_The request_. List every line in the entries below that contains the word "each", copying those lines in full.

_Record list_.
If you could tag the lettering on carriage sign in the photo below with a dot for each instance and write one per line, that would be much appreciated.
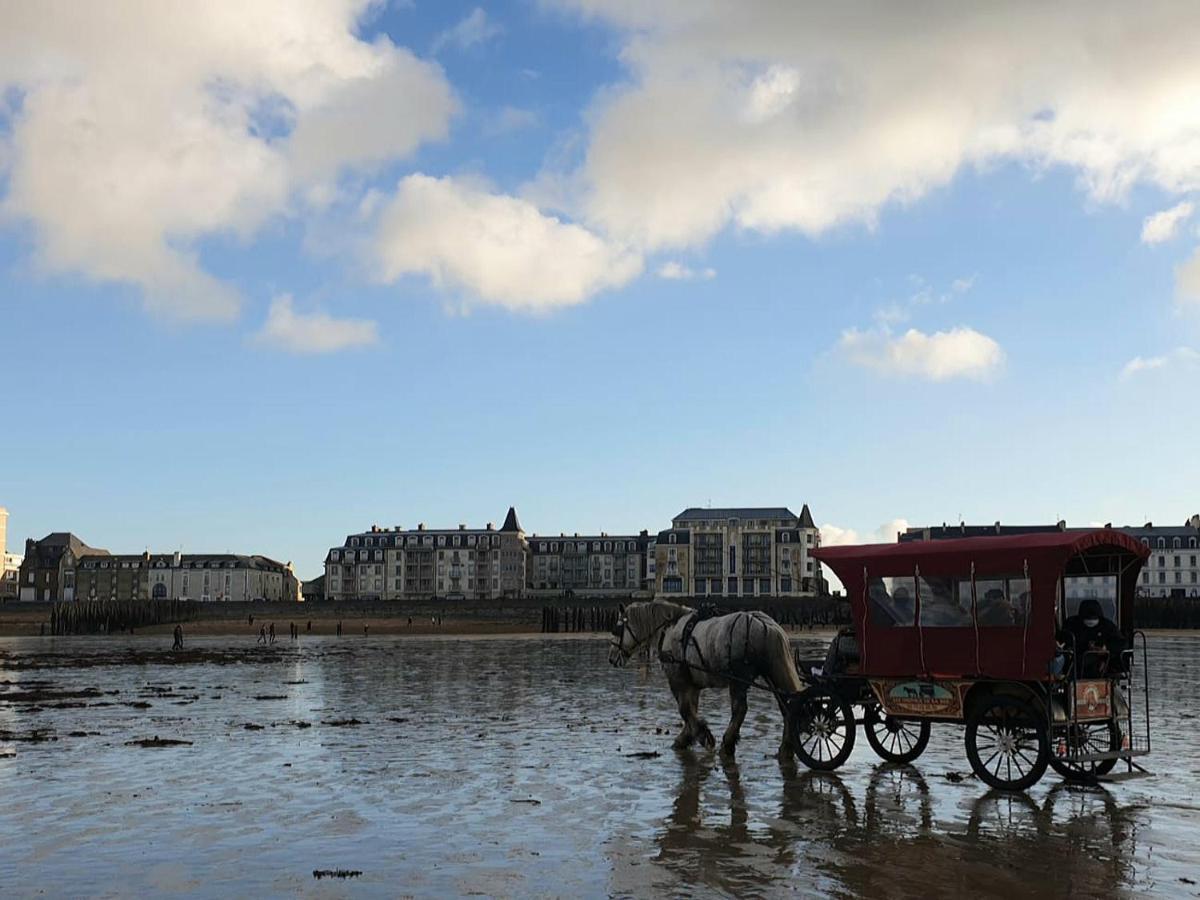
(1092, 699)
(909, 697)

...

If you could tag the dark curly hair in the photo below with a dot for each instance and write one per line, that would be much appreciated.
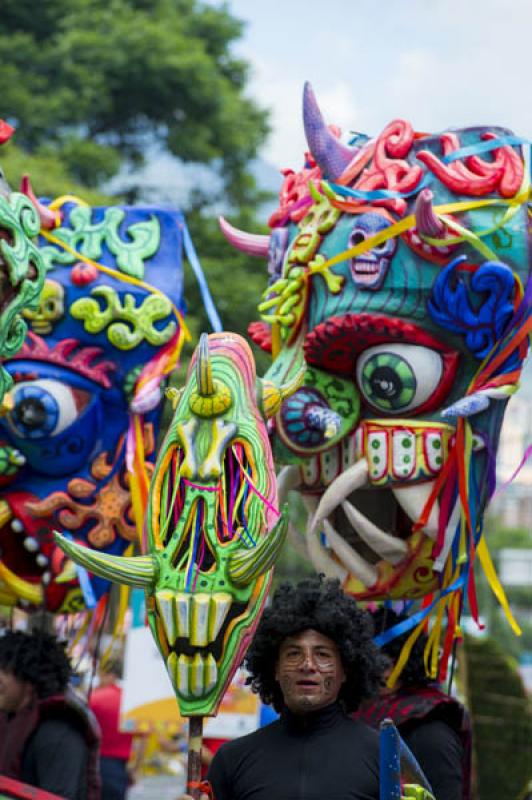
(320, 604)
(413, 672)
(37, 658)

_Correct output_.
If you could tag the lettering on carriage sign in the photo below with a dot for each instance and write one per line, that would be much appreciated.
If you could tag the dark curly hair in the photo below with a dot for each instance and write one per line, that would be much appreciated.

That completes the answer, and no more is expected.